- _WORK REQUIRED_:
Reproduce, exactly and in full, the lines from the one with "105L310 101L296 103L304" through the one with "box: [1, 297, 626, 407]" in the data below; drop pictures.

DATA TO USE: Begin

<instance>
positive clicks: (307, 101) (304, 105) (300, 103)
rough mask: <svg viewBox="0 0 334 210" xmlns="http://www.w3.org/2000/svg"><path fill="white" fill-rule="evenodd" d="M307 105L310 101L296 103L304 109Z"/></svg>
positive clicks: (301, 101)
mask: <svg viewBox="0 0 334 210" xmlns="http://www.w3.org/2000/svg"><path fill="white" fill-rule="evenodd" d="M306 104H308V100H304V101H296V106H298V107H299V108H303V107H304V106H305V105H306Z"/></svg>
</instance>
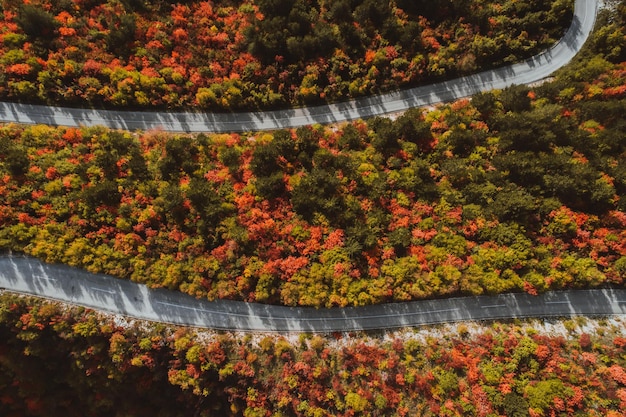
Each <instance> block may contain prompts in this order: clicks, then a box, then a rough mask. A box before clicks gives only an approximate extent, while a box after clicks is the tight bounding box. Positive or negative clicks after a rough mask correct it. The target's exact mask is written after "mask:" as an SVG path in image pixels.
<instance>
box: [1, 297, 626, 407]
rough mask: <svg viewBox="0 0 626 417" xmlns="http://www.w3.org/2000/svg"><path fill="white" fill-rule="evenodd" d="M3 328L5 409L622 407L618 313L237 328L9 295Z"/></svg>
mask: <svg viewBox="0 0 626 417" xmlns="http://www.w3.org/2000/svg"><path fill="white" fill-rule="evenodd" d="M542 327H543V329H541V328H542ZM540 329H541V330H540ZM589 329H593V330H592V331H593V333H592V334H589V333H585V331H588V330H589ZM0 336H1V337H0V370H1V372H0V412H2V415H3V416H7V417H14V416H23V415H29V416H46V417H56V416H70V417H71V416H83V415H85V414H89V415H98V416H100V415H102V416H112V415H114V416H122V415H168V416H189V415H197V416H215V415H219V416H246V417H249V416H277V415H278V416H346V417H347V416H356V415H370V416H383V415H384V416H409V415H423V416H468V415H471V416H496V415H506V416H587V417H588V416H598V417H599V416H603V417H604V416H615V417H616V416H619V415H624V413H626V398H625V393H626V362H625V358H626V355H625V353H626V352H625V350H624V349H626V339H625V338H624V336H625V335H624V323H623V322H622V321H612V322H609V321H605V320H604V321H587V322H586V321H585V320H580V319H577V320H576V321H573V320H572V321H565V322H553V323H548V324H547V325H546V324H543V325H542V324H540V323H537V322H535V323H532V322H531V323H527V324H526V323H523V324H522V325H521V326H520V325H519V324H518V325H512V324H493V325H483V326H481V327H479V326H476V325H470V326H469V327H468V325H465V324H459V325H456V326H451V327H450V326H449V327H447V328H440V329H433V330H431V331H426V332H423V333H421V332H419V331H418V332H411V331H403V332H400V333H385V334H381V335H366V334H360V335H353V337H346V338H344V336H343V335H341V334H340V335H335V336H336V337H332V336H330V335H315V336H311V335H306V334H303V335H300V336H293V337H290V338H285V337H282V336H277V335H248V336H235V335H230V334H227V333H222V334H215V333H206V332H205V333H198V332H196V331H193V330H190V329H181V328H178V329H177V328H164V327H162V326H159V325H148V324H145V323H132V322H131V323H127V322H124V321H123V320H120V319H119V318H118V319H116V320H113V319H112V318H110V317H102V316H99V315H97V314H96V313H94V312H93V311H89V310H84V309H80V308H68V307H61V306H59V305H57V304H53V303H49V302H43V301H41V300H33V299H26V298H22V297H16V296H10V295H6V294H5V295H2V296H0ZM50 346H54V349H50Z"/></svg>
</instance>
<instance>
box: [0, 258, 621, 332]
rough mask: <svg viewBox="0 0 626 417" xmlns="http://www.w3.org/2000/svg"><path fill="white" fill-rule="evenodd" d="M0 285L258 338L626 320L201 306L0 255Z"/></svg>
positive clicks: (351, 309)
mask: <svg viewBox="0 0 626 417" xmlns="http://www.w3.org/2000/svg"><path fill="white" fill-rule="evenodd" d="M0 287H2V288H5V289H7V290H10V291H14V292H18V293H25V294H31V295H35V296H39V297H44V298H49V299H53V300H60V301H64V302H68V303H72V304H77V305H82V306H85V307H90V308H94V309H97V310H102V311H107V312H112V313H118V314H122V315H125V316H130V317H134V318H137V319H143V320H150V321H157V322H163V323H171V324H176V325H185V326H193V327H201V328H212V329H224V330H241V331H260V332H279V333H292V332H311V333H328V332H335V331H339V332H348V331H359V330H372V329H389V328H400V327H414V326H420V325H429V324H438V323H448V322H458V321H468V320H472V321H473V320H494V319H509V318H525V317H572V316H578V315H586V316H594V315H595V316H607V315H623V314H626V290H624V289H619V290H617V289H600V290H585V291H559V292H551V293H547V294H544V295H541V296H531V295H529V294H505V295H498V296H493V297H490V296H480V297H463V298H450V299H441V300H429V301H416V302H407V303H393V304H382V305H375V306H367V307H348V308H331V309H314V308H301V307H281V306H270V305H264V304H254V303H244V302H237V301H226V300H219V301H206V300H198V299H196V298H193V297H191V296H188V295H185V294H182V293H180V292H177V291H168V290H163V289H158V290H152V289H148V288H147V287H146V286H145V285H141V284H136V283H133V282H130V281H127V280H121V279H116V278H113V277H111V276H107V275H97V274H90V273H88V272H84V271H82V270H79V269H76V268H71V267H68V266H62V265H50V264H45V263H43V262H41V261H39V260H37V259H34V258H27V257H14V256H3V257H0Z"/></svg>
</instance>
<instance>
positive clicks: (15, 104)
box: [0, 0, 601, 132]
mask: <svg viewBox="0 0 626 417" xmlns="http://www.w3.org/2000/svg"><path fill="white" fill-rule="evenodd" d="M575 1H576V2H575V7H574V18H573V21H572V25H571V26H570V28H569V29H568V30H567V32H566V33H565V35H564V36H563V38H561V40H560V41H559V42H557V43H556V44H555V45H554V46H552V47H551V48H550V49H548V50H547V51H544V52H543V53H541V54H539V55H536V56H534V57H532V58H529V59H527V60H526V61H523V62H520V63H517V64H514V65H510V66H507V67H503V68H499V69H495V70H491V71H485V72H481V73H478V74H474V75H470V76H467V77H462V78H458V79H455V80H451V81H446V82H441V83H436V84H432V85H428V86H422V87H417V88H412V89H408V90H401V91H397V92H392V93H388V94H381V95H377V96H373V97H367V98H362V99H357V100H351V101H346V102H342V103H337V104H330V105H322V106H315V107H305V108H296V109H288V110H277V111H266V112H248V113H174V112H131V111H109V110H93V109H73V108H64V107H47V106H35V105H28V104H16V103H0V122H18V123H26V124H48V125H56V126H75V127H78V126H94V125H102V126H107V127H110V128H116V129H128V130H136V129H141V130H149V129H162V130H164V131H171V132H244V131H260V130H271V129H278V128H287V127H298V126H304V125H310V124H315V123H321V124H327V123H334V122H342V121H348V120H355V119H362V118H367V117H371V116H375V115H384V114H389V113H394V112H399V111H403V110H407V109H409V108H412V107H421V106H427V105H431V104H435V103H440V102H446V101H452V100H455V99H458V98H461V97H468V96H471V95H473V94H476V93H478V92H480V91H488V90H493V89H501V88H505V87H508V86H511V85H513V84H518V85H519V84H528V83H532V82H536V81H539V80H542V79H544V78H546V77H548V76H549V75H550V74H552V73H553V72H554V71H556V70H557V69H559V68H561V67H562V66H564V65H565V64H567V63H568V62H569V61H570V60H571V59H572V58H573V57H574V56H575V55H576V54H577V53H578V51H579V50H580V48H581V47H582V45H583V44H584V43H585V41H586V40H587V37H588V36H589V34H590V33H591V31H592V29H593V26H594V22H595V17H596V12H597V8H598V7H599V3H600V2H601V0H575Z"/></svg>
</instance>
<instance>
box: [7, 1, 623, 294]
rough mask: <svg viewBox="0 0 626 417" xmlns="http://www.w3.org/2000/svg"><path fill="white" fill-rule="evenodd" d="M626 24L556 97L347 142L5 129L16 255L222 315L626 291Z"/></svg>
mask: <svg viewBox="0 0 626 417" xmlns="http://www.w3.org/2000/svg"><path fill="white" fill-rule="evenodd" d="M623 17H624V8H623V5H622V6H620V8H618V12H616V13H615V17H613V19H612V21H611V23H610V24H609V23H607V24H605V25H604V26H602V29H600V30H599V31H598V33H596V34H595V35H594V36H595V37H594V40H593V41H592V42H593V45H592V47H593V48H595V49H596V50H599V51H600V52H602V53H603V55H602V54H600V55H593V53H591V52H589V51H588V52H587V53H586V54H587V55H586V56H584V57H583V58H581V59H580V60H579V61H578V62H577V63H575V64H574V65H572V66H571V67H570V68H569V69H568V70H566V71H563V72H562V73H560V74H558V76H557V78H556V79H555V80H554V81H553V82H550V83H546V84H544V85H542V86H540V87H537V88H533V89H530V88H528V87H513V88H510V89H507V90H504V91H502V92H493V93H484V94H480V95H477V96H475V97H473V98H472V100H471V101H470V100H460V101H457V102H455V103H453V104H450V105H445V106H441V107H439V108H437V109H435V110H430V111H427V112H423V111H422V110H411V111H408V112H407V113H405V114H404V115H402V116H400V117H399V118H397V120H395V121H392V120H390V119H385V118H374V119H371V120H369V121H367V122H356V123H352V124H347V125H344V126H342V127H341V128H338V129H337V128H330V127H319V126H317V127H304V128H299V129H297V130H283V131H276V132H273V133H263V134H256V135H251V134H248V135H239V134H222V135H211V136H206V135H197V136H192V135H167V134H164V133H160V132H154V131H153V132H146V133H129V132H123V131H111V130H107V129H104V128H86V129H65V128H52V127H45V126H31V127H26V126H16V125H5V126H3V127H2V128H0V196H1V197H2V198H1V200H0V201H1V202H0V226H1V228H0V247H2V248H4V249H5V250H6V249H11V250H13V251H18V252H24V253H27V254H30V255H34V256H37V257H40V258H42V259H44V260H46V261H48V262H60V263H64V264H69V265H73V266H78V267H82V268H86V269H88V270H90V271H94V272H106V273H110V274H113V275H116V276H120V277H125V278H130V279H132V280H134V281H138V282H144V283H147V284H148V285H151V286H155V287H167V288H172V289H180V290H181V291H184V292H187V293H190V294H193V295H194V296H197V297H205V298H207V297H208V298H210V299H213V298H229V299H238V300H246V301H257V302H263V303H277V304H286V305H306V306H346V305H364V304H373V303H382V302H389V301H406V300H415V299H421V298H427V297H442V296H450V295H458V294H483V293H487V294H494V293H500V292H505V291H522V290H523V291H527V292H530V293H535V292H540V291H545V290H549V289H558V288H570V287H589V286H596V285H601V284H615V285H621V284H623V281H624V278H625V277H626V213H625V210H626V198H625V197H626V164H624V157H625V155H626V153H625V152H626V142H625V141H624V139H623V132H624V130H625V127H624V123H625V122H624V118H623V115H624V114H625V111H626V100H625V94H626V89H625V88H624V85H625V81H626V64H624V63H623V62H622V59H623V55H624V52H623V51H624V49H623V48H624V29H623V26H622V22H623V21H622V20H621V19H623Z"/></svg>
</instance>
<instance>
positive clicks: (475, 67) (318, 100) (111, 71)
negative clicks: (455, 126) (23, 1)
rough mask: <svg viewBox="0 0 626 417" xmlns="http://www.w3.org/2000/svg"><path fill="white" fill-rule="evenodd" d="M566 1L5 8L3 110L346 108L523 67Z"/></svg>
mask: <svg viewBox="0 0 626 417" xmlns="http://www.w3.org/2000/svg"><path fill="white" fill-rule="evenodd" d="M572 5H573V1H572V0H552V1H541V0H532V1H524V2H518V1H513V0H507V1H504V2H502V1H495V0H488V1H478V0H472V1H457V0H446V1H407V0H392V1H390V2H380V1H376V0H338V1H332V2H323V1H313V0H296V1H292V0H288V1H283V0H243V1H235V0H232V1H220V2H215V3H214V2H211V1H180V2H169V1H164V0H152V1H134V0H132V1H131V0H125V1H117V0H106V1H105V0H64V1H50V0H35V1H32V0H31V1H28V2H21V1H4V2H2V3H1V4H0V99H4V100H13V101H25V102H38V103H47V104H63V105H71V106H96V107H102V106H106V107H131V108H151V107H157V108H169V109H174V108H200V109H209V110H218V111H219V110H221V111H224V110H236V109H251V108H267V107H275V106H291V105H300V104H303V103H315V102H319V101H324V100H331V101H336V100H341V99H346V98H349V97H357V96H363V95H367V94H371V93H374V92H380V91H388V90H392V89H396V88H399V87H406V86H411V85H416V84H419V83H424V82H432V81H433V80H436V79H442V78H451V77H455V76H458V75H461V74H467V73H471V72H476V71H479V70H481V69H486V68H489V67H494V66H500V65H503V64H506V63H510V62H514V61H518V60H520V59H522V58H526V57H529V56H531V55H532V54H534V53H537V52H538V51H540V50H542V49H544V48H546V47H548V46H550V45H551V44H552V43H554V42H555V41H556V40H557V39H559V38H560V37H561V36H562V35H563V33H564V31H565V29H566V28H567V27H568V26H569V24H570V22H571V17H572V11H573V6H572Z"/></svg>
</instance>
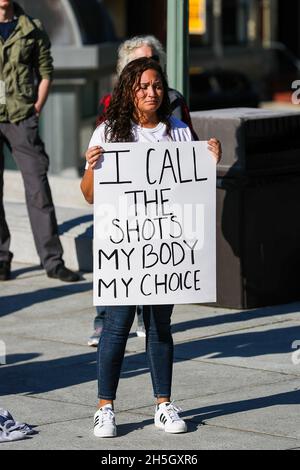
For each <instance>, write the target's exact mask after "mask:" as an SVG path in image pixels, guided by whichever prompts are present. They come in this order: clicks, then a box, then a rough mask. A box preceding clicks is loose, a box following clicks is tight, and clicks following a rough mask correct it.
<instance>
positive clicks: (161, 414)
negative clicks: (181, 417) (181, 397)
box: [154, 402, 187, 434]
mask: <svg viewBox="0 0 300 470" xmlns="http://www.w3.org/2000/svg"><path fill="white" fill-rule="evenodd" d="M181 411H182V409H181V408H179V407H178V406H176V405H174V403H173V402H171V403H169V402H166V403H161V404H160V405H156V409H155V416H154V424H155V426H156V427H157V428H159V429H162V430H163V431H165V432H170V433H173V434H176V433H180V432H186V431H187V426H186V423H185V422H184V421H183V419H181V418H179V416H178V413H180V412H181Z"/></svg>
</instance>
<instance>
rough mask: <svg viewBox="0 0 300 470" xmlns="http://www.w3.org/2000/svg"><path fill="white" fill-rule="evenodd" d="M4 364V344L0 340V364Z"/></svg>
mask: <svg viewBox="0 0 300 470" xmlns="http://www.w3.org/2000/svg"><path fill="white" fill-rule="evenodd" d="M4 364H6V344H5V342H4V341H1V340H0V366H1V365H4Z"/></svg>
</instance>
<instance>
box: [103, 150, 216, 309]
mask: <svg viewBox="0 0 300 470" xmlns="http://www.w3.org/2000/svg"><path fill="white" fill-rule="evenodd" d="M104 150H105V153H104V155H103V158H102V159H101V161H100V162H99V165H98V167H97V169H95V171H94V191H95V193H94V304H95V305H146V304H152V305H153V304H176V303H200V302H213V301H215V292H216V257H215V213H216V212H215V210H216V209H215V192H216V165H215V162H214V159H213V157H212V155H211V153H210V152H209V151H208V150H207V142H160V143H157V144H156V143H155V144H152V143H151V144H145V143H126V144H123V143H122V144H105V145H104Z"/></svg>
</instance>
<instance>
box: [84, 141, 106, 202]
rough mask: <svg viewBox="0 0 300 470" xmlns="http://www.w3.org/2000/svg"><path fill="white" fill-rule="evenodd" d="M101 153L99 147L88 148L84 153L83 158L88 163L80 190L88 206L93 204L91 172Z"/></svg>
mask: <svg viewBox="0 0 300 470" xmlns="http://www.w3.org/2000/svg"><path fill="white" fill-rule="evenodd" d="M102 153H103V148H102V147H99V146H95V147H90V148H89V149H88V150H87V151H86V153H85V158H86V161H87V163H88V165H89V166H88V168H86V170H85V172H84V175H83V177H82V180H81V183H80V189H81V192H82V194H83V195H84V198H85V200H86V201H87V202H88V203H89V204H93V202H94V173H93V170H94V168H95V166H96V164H97V162H98V160H99V158H100V157H101V155H102Z"/></svg>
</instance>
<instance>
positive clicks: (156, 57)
mask: <svg viewBox="0 0 300 470" xmlns="http://www.w3.org/2000/svg"><path fill="white" fill-rule="evenodd" d="M149 59H152V60H155V62H159V56H158V55H157V54H154V55H152V56H151V57H149Z"/></svg>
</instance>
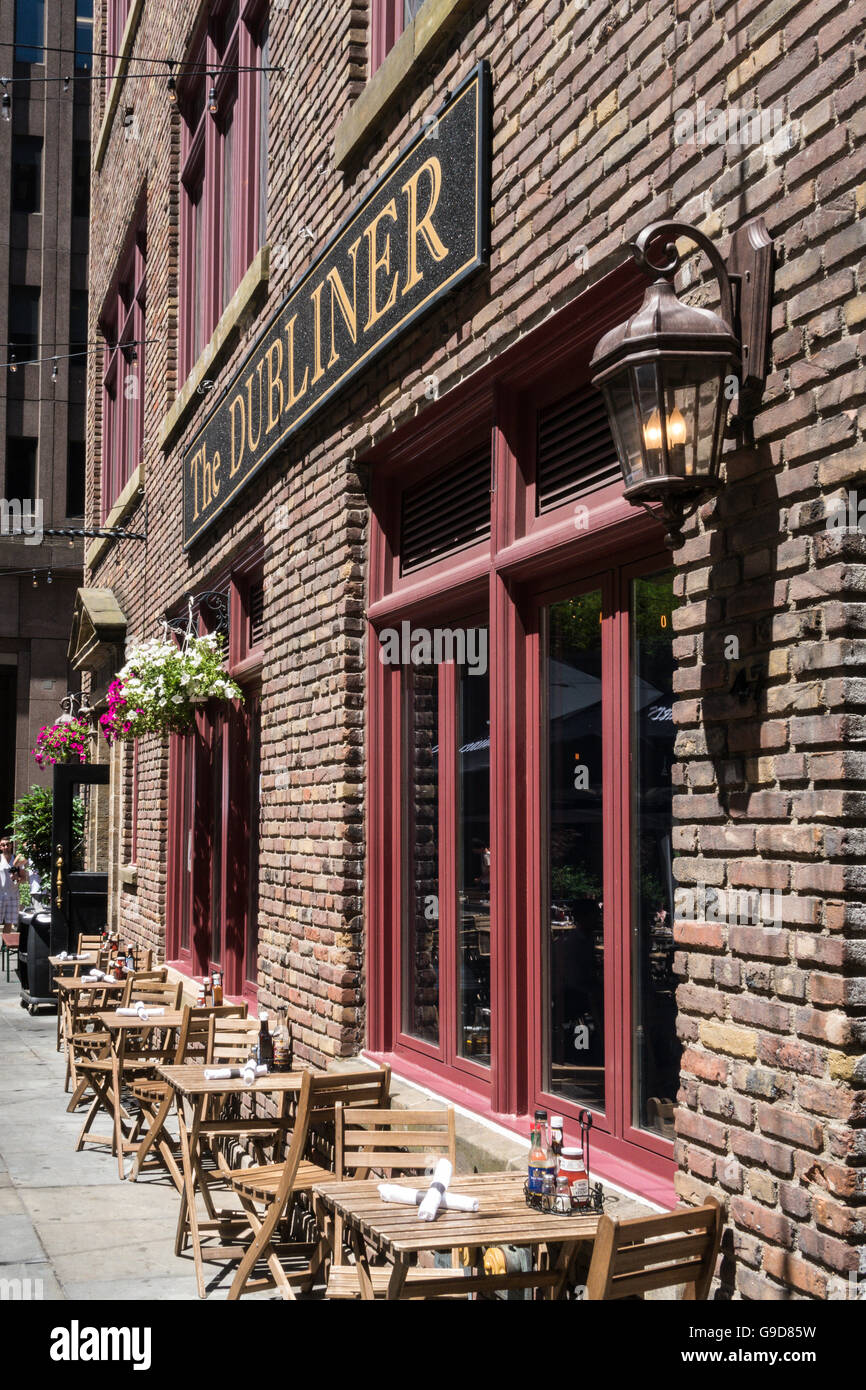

DATA TO USE: End

- _REPLY TO THE TASK_:
rough mask: <svg viewBox="0 0 334 210" xmlns="http://www.w3.org/2000/svg"><path fill="white" fill-rule="evenodd" d="M307 105L310 101L296 103L304 109Z"/></svg>
positive clicks: (301, 101)
mask: <svg viewBox="0 0 334 210" xmlns="http://www.w3.org/2000/svg"><path fill="white" fill-rule="evenodd" d="M306 104H308V100H304V101H296V106H298V107H299V108H303V107H304V106H305V105H306Z"/></svg>
</instance>
Each <instance> block may contain prompts in this order: clicks, then a box, then a rough mask. A box before clicks gives only an approximate extent, while a box after clicks is the tight bounding box. Positive or negative clicks after a rough mask correct it. The target's exact mask is written after "mask:" as an SVG path in image pixels.
<instance>
box: [1, 297, 626, 407]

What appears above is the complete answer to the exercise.